Repeat precisely, and only, the lines between the line containing "[tag] tree (a dot for each instance)" and the end of the listing below, both ends included.

╭──

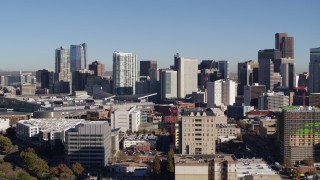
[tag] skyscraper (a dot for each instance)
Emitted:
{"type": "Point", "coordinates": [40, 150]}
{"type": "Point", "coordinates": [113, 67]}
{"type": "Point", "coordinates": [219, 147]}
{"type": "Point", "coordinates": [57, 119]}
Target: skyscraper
{"type": "Point", "coordinates": [125, 73]}
{"type": "Point", "coordinates": [97, 67]}
{"type": "Point", "coordinates": [78, 57]}
{"type": "Point", "coordinates": [269, 73]}
{"type": "Point", "coordinates": [145, 66]}
{"type": "Point", "coordinates": [168, 84]}
{"type": "Point", "coordinates": [247, 74]}
{"type": "Point", "coordinates": [299, 133]}
{"type": "Point", "coordinates": [285, 44]}
{"type": "Point", "coordinates": [187, 76]}
{"type": "Point", "coordinates": [314, 71]}
{"type": "Point", "coordinates": [62, 71]}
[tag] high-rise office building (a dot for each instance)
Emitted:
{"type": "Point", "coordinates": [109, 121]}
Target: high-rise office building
{"type": "Point", "coordinates": [46, 79]}
{"type": "Point", "coordinates": [168, 84]}
{"type": "Point", "coordinates": [269, 73]}
{"type": "Point", "coordinates": [89, 143]}
{"type": "Point", "coordinates": [62, 71]}
{"type": "Point", "coordinates": [221, 92]}
{"type": "Point", "coordinates": [285, 44]}
{"type": "Point", "coordinates": [98, 68]}
{"type": "Point", "coordinates": [145, 66]}
{"type": "Point", "coordinates": [252, 93]}
{"type": "Point", "coordinates": [210, 71]}
{"type": "Point", "coordinates": [80, 79]}
{"type": "Point", "coordinates": [125, 73]}
{"type": "Point", "coordinates": [288, 72]}
{"type": "Point", "coordinates": [314, 71]}
{"type": "Point", "coordinates": [187, 76]}
{"type": "Point", "coordinates": [248, 74]}
{"type": "Point", "coordinates": [198, 131]}
{"type": "Point", "coordinates": [78, 57]}
{"type": "Point", "coordinates": [299, 133]}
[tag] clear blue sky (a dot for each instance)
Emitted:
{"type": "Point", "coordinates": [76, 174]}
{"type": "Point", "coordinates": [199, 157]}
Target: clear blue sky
{"type": "Point", "coordinates": [30, 31]}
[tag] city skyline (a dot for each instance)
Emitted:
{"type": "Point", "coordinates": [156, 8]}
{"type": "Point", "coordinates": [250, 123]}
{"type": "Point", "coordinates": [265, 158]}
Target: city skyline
{"type": "Point", "coordinates": [233, 31]}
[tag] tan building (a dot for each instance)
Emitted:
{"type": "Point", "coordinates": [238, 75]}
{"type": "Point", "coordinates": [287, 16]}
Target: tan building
{"type": "Point", "coordinates": [198, 131]}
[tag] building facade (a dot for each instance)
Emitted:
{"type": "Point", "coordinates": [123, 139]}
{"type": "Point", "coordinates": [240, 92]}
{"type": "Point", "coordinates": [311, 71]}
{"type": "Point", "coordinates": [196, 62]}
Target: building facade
{"type": "Point", "coordinates": [299, 133]}
{"type": "Point", "coordinates": [98, 68]}
{"type": "Point", "coordinates": [314, 71]}
{"type": "Point", "coordinates": [198, 132]}
{"type": "Point", "coordinates": [285, 44]}
{"type": "Point", "coordinates": [187, 76]}
{"type": "Point", "coordinates": [78, 57]}
{"type": "Point", "coordinates": [125, 73]}
{"type": "Point", "coordinates": [89, 143]}
{"type": "Point", "coordinates": [63, 77]}
{"type": "Point", "coordinates": [168, 84]}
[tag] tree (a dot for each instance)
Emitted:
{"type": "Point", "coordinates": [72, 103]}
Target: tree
{"type": "Point", "coordinates": [77, 169]}
{"type": "Point", "coordinates": [33, 163]}
{"type": "Point", "coordinates": [170, 161]}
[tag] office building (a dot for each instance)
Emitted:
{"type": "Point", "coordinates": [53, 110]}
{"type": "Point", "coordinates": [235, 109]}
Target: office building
{"type": "Point", "coordinates": [98, 68]}
{"type": "Point", "coordinates": [47, 130]}
{"type": "Point", "coordinates": [314, 71]}
{"type": "Point", "coordinates": [46, 79]}
{"type": "Point", "coordinates": [252, 93]}
{"type": "Point", "coordinates": [89, 143]}
{"type": "Point", "coordinates": [288, 73]}
{"type": "Point", "coordinates": [63, 79]}
{"type": "Point", "coordinates": [204, 167]}
{"type": "Point", "coordinates": [299, 133]}
{"type": "Point", "coordinates": [168, 84]}
{"type": "Point", "coordinates": [221, 92]}
{"type": "Point", "coordinates": [125, 73]}
{"type": "Point", "coordinates": [285, 44]}
{"type": "Point", "coordinates": [248, 74]}
{"type": "Point", "coordinates": [210, 71]}
{"type": "Point", "coordinates": [269, 73]}
{"type": "Point", "coordinates": [198, 131]}
{"type": "Point", "coordinates": [78, 57]}
{"type": "Point", "coordinates": [303, 79]}
{"type": "Point", "coordinates": [145, 67]}
{"type": "Point", "coordinates": [272, 101]}
{"type": "Point", "coordinates": [80, 79]}
{"type": "Point", "coordinates": [126, 117]}
{"type": "Point", "coordinates": [187, 76]}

╰──

-- Answer below --
[tag] tree (a dot for each instance)
Emitted:
{"type": "Point", "coordinates": [72, 103]}
Target: tree
{"type": "Point", "coordinates": [77, 169]}
{"type": "Point", "coordinates": [33, 163]}
{"type": "Point", "coordinates": [170, 161]}
[tag] office building (a dot for each instance)
Emitted:
{"type": "Point", "coordinates": [53, 110]}
{"type": "Point", "coordinates": [235, 109]}
Target: office building
{"type": "Point", "coordinates": [98, 68]}
{"type": "Point", "coordinates": [47, 130]}
{"type": "Point", "coordinates": [314, 71]}
{"type": "Point", "coordinates": [46, 79]}
{"type": "Point", "coordinates": [252, 93]}
{"type": "Point", "coordinates": [89, 143]}
{"type": "Point", "coordinates": [288, 73]}
{"type": "Point", "coordinates": [63, 79]}
{"type": "Point", "coordinates": [204, 167]}
{"type": "Point", "coordinates": [299, 133]}
{"type": "Point", "coordinates": [168, 84]}
{"type": "Point", "coordinates": [221, 92]}
{"type": "Point", "coordinates": [125, 73]}
{"type": "Point", "coordinates": [285, 44]}
{"type": "Point", "coordinates": [248, 74]}
{"type": "Point", "coordinates": [210, 71]}
{"type": "Point", "coordinates": [269, 73]}
{"type": "Point", "coordinates": [198, 131]}
{"type": "Point", "coordinates": [78, 57]}
{"type": "Point", "coordinates": [303, 79]}
{"type": "Point", "coordinates": [145, 67]}
{"type": "Point", "coordinates": [272, 101]}
{"type": "Point", "coordinates": [80, 79]}
{"type": "Point", "coordinates": [126, 117]}
{"type": "Point", "coordinates": [187, 76]}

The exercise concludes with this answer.